---------- Records for this exercise ----------

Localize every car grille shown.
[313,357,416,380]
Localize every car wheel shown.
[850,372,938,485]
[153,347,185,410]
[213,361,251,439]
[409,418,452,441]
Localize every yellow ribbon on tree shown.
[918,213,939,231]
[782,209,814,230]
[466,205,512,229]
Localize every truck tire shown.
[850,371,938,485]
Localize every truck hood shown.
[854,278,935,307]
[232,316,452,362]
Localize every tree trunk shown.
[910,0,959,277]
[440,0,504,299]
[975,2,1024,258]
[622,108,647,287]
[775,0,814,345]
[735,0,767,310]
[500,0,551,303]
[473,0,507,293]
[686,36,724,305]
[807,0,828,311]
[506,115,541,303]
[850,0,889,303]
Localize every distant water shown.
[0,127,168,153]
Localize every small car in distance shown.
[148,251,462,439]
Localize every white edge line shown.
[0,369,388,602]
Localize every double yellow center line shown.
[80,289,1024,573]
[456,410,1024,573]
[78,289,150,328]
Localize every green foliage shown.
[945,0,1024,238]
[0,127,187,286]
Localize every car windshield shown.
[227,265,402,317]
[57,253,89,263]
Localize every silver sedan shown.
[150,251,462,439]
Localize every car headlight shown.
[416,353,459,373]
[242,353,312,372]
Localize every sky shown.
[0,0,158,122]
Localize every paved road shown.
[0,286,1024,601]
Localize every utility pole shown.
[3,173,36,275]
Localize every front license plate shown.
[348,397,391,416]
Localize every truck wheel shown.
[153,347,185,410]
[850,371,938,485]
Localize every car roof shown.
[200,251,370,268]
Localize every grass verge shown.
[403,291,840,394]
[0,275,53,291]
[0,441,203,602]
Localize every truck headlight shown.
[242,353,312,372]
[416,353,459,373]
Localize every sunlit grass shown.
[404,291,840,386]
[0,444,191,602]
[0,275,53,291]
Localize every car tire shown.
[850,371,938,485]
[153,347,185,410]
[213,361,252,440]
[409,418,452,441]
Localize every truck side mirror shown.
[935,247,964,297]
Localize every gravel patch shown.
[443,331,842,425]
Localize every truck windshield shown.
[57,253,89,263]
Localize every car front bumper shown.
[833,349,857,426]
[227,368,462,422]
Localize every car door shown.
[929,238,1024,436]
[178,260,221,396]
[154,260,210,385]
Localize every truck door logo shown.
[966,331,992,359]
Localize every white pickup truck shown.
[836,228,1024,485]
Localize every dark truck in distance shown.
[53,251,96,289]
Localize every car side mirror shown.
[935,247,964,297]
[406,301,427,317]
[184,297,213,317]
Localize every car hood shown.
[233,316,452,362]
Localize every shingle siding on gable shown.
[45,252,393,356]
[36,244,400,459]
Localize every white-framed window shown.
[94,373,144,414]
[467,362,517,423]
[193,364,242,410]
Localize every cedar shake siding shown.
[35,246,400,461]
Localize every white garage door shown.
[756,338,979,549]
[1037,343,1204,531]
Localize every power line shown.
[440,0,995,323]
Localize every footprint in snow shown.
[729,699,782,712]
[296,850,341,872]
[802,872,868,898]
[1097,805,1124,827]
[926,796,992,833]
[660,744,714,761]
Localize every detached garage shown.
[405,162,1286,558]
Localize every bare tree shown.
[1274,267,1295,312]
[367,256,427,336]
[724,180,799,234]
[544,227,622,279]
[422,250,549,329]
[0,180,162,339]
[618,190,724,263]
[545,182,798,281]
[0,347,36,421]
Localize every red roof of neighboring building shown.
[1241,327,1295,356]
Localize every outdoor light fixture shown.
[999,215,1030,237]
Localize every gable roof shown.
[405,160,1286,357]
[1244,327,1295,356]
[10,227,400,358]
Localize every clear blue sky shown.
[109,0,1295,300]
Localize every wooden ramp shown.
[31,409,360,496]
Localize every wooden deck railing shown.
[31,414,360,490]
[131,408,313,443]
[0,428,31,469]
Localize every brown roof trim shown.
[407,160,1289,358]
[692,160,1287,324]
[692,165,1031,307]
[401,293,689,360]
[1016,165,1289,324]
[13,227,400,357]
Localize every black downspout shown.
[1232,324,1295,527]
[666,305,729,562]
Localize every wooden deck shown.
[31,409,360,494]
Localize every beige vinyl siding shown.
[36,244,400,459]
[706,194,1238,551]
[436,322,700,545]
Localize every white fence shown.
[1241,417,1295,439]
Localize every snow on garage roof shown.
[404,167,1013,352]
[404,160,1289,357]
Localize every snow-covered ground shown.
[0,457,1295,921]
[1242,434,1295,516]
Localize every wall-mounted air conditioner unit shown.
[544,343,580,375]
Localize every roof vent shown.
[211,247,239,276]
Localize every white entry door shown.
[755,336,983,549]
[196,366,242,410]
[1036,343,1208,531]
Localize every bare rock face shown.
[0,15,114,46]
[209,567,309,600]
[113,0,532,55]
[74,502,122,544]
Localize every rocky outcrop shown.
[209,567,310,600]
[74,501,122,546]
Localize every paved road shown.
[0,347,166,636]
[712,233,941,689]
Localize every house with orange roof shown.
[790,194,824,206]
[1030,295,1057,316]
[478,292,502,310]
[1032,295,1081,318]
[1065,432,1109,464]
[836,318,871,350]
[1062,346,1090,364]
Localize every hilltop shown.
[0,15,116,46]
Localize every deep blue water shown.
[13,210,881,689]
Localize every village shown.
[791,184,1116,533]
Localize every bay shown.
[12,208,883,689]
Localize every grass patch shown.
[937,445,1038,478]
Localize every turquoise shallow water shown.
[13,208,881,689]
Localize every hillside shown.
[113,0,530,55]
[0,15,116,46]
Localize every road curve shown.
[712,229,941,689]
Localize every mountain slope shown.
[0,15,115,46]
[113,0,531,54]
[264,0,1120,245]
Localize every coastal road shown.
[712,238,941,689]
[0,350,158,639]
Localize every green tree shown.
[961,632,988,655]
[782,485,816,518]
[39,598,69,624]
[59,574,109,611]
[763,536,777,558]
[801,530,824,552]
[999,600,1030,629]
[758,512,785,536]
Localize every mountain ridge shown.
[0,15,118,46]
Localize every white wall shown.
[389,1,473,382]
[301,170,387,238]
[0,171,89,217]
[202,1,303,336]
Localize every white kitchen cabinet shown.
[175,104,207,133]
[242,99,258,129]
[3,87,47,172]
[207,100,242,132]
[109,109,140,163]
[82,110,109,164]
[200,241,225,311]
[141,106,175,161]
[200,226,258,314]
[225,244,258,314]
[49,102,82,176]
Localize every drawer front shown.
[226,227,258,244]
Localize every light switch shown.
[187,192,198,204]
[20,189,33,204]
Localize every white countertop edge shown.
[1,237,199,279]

----------

Given problem: Render the records above as a two-column CSV with the headers label_line and boxes. Give one row for each "Localize every ... shown." line, with that line in the first quoted field and all of its bounding boxes in the second quoted field, and turn any line breaks into spaces.

Task response:
label_line,boxes
"Localize every car grille shown.","[313,357,416,380]"
"Localize every car wheel shown.","[850,372,938,485] [153,347,185,410] [213,361,251,439] [409,418,452,441]"
"Localize every yellow ribbon on tree shown.","[918,213,939,231] [782,209,814,230] [466,205,512,229]"
"Localize every truck tire shown.","[850,371,938,485]"
"Localize every truck hood shown.","[854,278,935,307] [232,316,452,362]"
"Localize every tree trunk shown.","[910,0,959,277] [440,0,504,299] [975,2,1024,258] [622,108,647,287] [775,0,814,345] [735,0,767,310] [500,0,551,303] [473,0,507,293] [686,36,724,305] [807,0,828,311] [506,115,541,303] [850,0,889,303]"
"Localize every distant water shown.","[0,127,168,153]"
"Localize every small car in distance shown.","[148,251,462,439]"
"Localize every white edge line shown.","[0,369,388,602]"
"Localize every double yellow center line shown.","[80,289,1024,573] [456,410,1024,573] [78,289,150,328]"
"Localize every green foliage shown.","[945,0,1024,238] [0,127,187,286]"
"Localize every car windshield shown.","[227,265,402,317] [57,253,89,263]"
"Localize every silver sedan shown.","[150,251,462,439]"
"Localize every car headlight shown.","[416,353,459,373] [242,353,312,372]"
"Localize every sky shown.","[0,0,158,122]"
"Localize every paved road shown.","[0,286,1024,601]"
"Localize every utility pole shown.","[3,173,36,275]"
"Localize every front license plate shown.","[348,397,391,416]"
"Localize every truck wheel shown.","[153,347,185,410] [850,371,938,485]"
"Localize every car roof shown.","[200,251,370,268]"
"Localize every grass verge shown.","[403,291,840,394] [0,275,53,291] [0,441,203,602]"
"Localize every truck headlight shown.","[242,353,312,372] [416,353,459,373]"
"Localize every sunlit grass shown.","[404,291,840,386] [0,444,191,602] [0,275,53,291]"
"Localize every car tire shown.","[850,371,938,485] [153,347,185,410] [213,361,252,440] [409,418,452,441]"
"Localize every truck side mirror shown.","[935,247,964,297]"
"Localize every gravel patch shown.","[443,331,842,425]"
"Localize every truck windshield shown.","[57,253,89,263]"
"Localize every car front bumper shown.","[833,349,857,426] [227,368,462,422]"
"Localize every car door shown.","[929,238,1024,436] [178,260,221,396] [154,260,210,385]"
"Localize every truck door logo shown.","[966,331,992,359]"
"Localize every white pickup truck shown.","[836,228,1024,485]"
"Localize every dark truck in distance shown.","[53,251,96,289]"
"Localize every car side mirror shown.","[935,247,964,297] [406,301,427,317] [184,297,213,317]"
"Localize every car hood shown.","[233,316,452,362]"
"Localize every shingle siding on gable shown.","[45,252,393,356] [36,244,400,459]"
"Localize every white-framed window shown.","[94,373,144,414] [467,362,517,423] [193,364,242,410]"
"Localize every cedar shake siding shown.","[35,246,400,461]"
"Localize every white garage door shown.","[756,338,979,549] [1037,343,1204,531]"
"Localize every power line shown.","[440,0,995,323]"
"Localize every footprint in snow shown.","[729,699,782,712] [296,850,341,872] [802,872,868,898] [1097,805,1124,827] [926,796,992,833] [660,744,714,761]"
"Localize every detached garage shown.","[405,162,1286,558]"
"Localize every bare tree shown.","[1274,267,1295,312] [367,256,427,336] [724,180,799,234] [544,227,622,279] [422,250,549,329] [0,180,162,339] [618,190,724,263] [545,182,798,281] [0,347,36,421]"
"Localize every red roof of neighboring building shown.","[1241,327,1295,356]"
"Localize every outdoor light fixture shown.","[999,215,1030,237]"
"Localize every gable roof shown.","[405,160,1286,357] [1244,327,1295,356] [10,227,400,358]"
"Localize every clear blue sky shown.","[109,0,1295,300]"
"Localize every wooden ramp shown.","[31,409,360,496]"
"Localize every wooden deck railing shown.","[31,414,360,490] [131,408,313,443] [0,428,31,469]"
"Localize every brown roof trim shown.","[407,160,1289,358] [692,160,1287,324] [692,165,1031,307] [401,293,689,360] [1016,165,1289,324] [13,227,400,357]"
"Localize every black downspout shown.","[1232,324,1295,527] [666,305,729,562]"
"Localize every wooden deck shown.","[31,409,360,494]"
"Localize every beige vinyl siding shown.","[36,244,400,459] [706,194,1238,551] [436,322,700,545]"
"Localize every white fence shown.","[1241,417,1295,439]"
"Localize every snow on garage roof shown.","[404,167,1013,352] [404,160,1289,357]"
"Localize every snow-covered ground shown.","[0,457,1295,921] [1242,434,1295,516]"
"Localize every wall-mounted air conditioner unit shown.","[544,343,580,375]"
"Localize every roof vent shown.","[211,247,239,276]"
"Localize every white entry door shown.","[755,336,983,549] [196,366,242,410] [1036,343,1208,531]"
"Localize every bare rock face shown.","[0,15,114,46] [209,567,309,600] [113,0,532,55] [74,502,122,544]"
"Localize every rocky outcrop shown.","[209,567,310,600] [74,501,122,546]"
"Localize every paved road shown.","[0,347,166,636] [712,233,941,689]"
"Localize every house with orange roof shown.","[790,194,824,206] [1030,295,1057,316] [478,292,502,310] [1032,295,1081,318] [1065,432,1109,464] [836,318,871,350] [1062,346,1090,364]"
"Localize every hilltop shown.","[0,15,116,46]"
"Localize every deep blue water shown.","[13,210,881,689]"
"Localize every village shown.","[791,184,1116,533]"
"Localize every bay shown.","[12,208,883,689]"
"Localize every grass patch shown.","[937,445,1038,478]"
"Localize every turquoise shallow water shown.","[13,208,881,689]"
"Localize every hillside shown.","[113,0,530,55] [0,15,116,46]"
"Localize every road curve shown.","[712,229,941,689]"
"Localize every mountain slope shown.","[0,15,115,46] [113,0,531,54] [264,0,1120,245]"
"Localize every coastal road shown.","[712,238,941,689] [0,350,158,639]"
"Localize every green tree shown.","[961,632,988,655] [782,485,816,518] [39,598,69,624] [59,574,109,611] [763,536,777,558] [801,530,824,552] [999,600,1030,629] [758,512,785,536]"
"Localize every mountain ridge shown.","[0,15,118,46]"
"Localize every white wall shown.","[389,1,473,382] [301,170,387,238] [0,171,89,217] [202,1,303,336]"
"Localize every white kitchen cabinet shown.","[175,104,207,133] [242,99,258,129] [3,87,47,172] [207,100,242,132] [109,109,140,163] [82,110,109,164] [200,241,225,311] [141,106,175,161] [200,226,258,314] [225,244,258,314] [49,102,82,176]"
"Localize every drawer front shown.","[226,227,258,244]"
"Localize every light switch shown.","[187,192,198,204] [20,189,33,204]"
"Localize every white countertop edge shown.","[1,237,199,279]"